ELECTRIFICATION equipment inside the Severn Tunnel is deteriorating so quickly that trains may have to use diesel mode when running through the 6km structure.

At the moment, the switch from electric to diesel traction on down trains takes place at Bristol Parkway, but it had been hoped to complete electrification to Cardiff later this year.

However. it has emerged that recently-installed earthing straps connected to the overhead conductor rails inside the tunnel are already breaking down. Network Rail had estimated that they would be all right for 25 years.

The first signs of trouble were reported last year.

The problems are due to the highly humid, saline atmosphere inside the tunnel. Pumps remove more than 60 million litres of water a day, which come from the ‘Great Spring’, and there are drainage tunnels under the main tunnel that take water to the pumps at Sudbrook, on the eastern side. Even so, conditions inside the tunnel are always unusually damp, no matter what the weather might be at either portal.

One immediate solution would be to use the diesel engines of the bi-mode Intercity Expresses when passing through the tunnel, but Network Rail has drafted in electrification specialists in a bid to find a longer-term remedy.

The DfT said it was ‘aware of an issue’ and that an investigation is under way to ‘resolve this as quickly as possible’.

In the meantime, Network Rail said it was still on course to be ready for an improved GWR timetable between London and South Wales in December this year.
********************
What to work on
1. According to the Severn Tunnel article, how long had Network Rail expected the earthing straps to last?
2. Reproduce the part of the Severn Tunnel article that begins with the words "However. it has" and ends after the words "for 25 years.".
********************
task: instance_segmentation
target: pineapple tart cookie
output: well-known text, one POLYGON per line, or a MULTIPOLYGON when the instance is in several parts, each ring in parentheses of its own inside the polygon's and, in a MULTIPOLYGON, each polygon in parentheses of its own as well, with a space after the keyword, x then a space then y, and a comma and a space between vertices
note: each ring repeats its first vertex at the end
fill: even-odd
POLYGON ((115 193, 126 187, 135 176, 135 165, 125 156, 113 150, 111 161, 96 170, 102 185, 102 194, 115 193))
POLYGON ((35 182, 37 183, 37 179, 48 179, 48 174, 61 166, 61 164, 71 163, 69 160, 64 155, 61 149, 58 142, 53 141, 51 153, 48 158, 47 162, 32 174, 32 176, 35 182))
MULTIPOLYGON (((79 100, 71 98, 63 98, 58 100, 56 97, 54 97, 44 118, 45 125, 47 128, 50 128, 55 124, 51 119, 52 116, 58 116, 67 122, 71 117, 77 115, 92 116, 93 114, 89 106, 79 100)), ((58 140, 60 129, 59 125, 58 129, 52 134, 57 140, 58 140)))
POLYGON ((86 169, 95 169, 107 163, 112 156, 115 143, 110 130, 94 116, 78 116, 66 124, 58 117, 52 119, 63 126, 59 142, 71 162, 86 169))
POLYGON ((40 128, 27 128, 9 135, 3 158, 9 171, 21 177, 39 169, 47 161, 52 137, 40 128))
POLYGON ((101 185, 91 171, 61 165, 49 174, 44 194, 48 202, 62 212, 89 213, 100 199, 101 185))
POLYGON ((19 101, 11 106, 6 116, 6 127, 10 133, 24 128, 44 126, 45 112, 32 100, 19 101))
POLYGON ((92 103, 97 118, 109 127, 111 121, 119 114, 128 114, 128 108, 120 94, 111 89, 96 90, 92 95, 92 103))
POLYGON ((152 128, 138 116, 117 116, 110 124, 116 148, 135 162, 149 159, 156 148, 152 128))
********************
Answers for the exercise
1. 25 years.

2.
However. it has emerged that recently-installed earthing straps connected to the overhead conductor rails inside the tunnel are already breaking down. Network Rail had estimated that they would be all right for 25 years.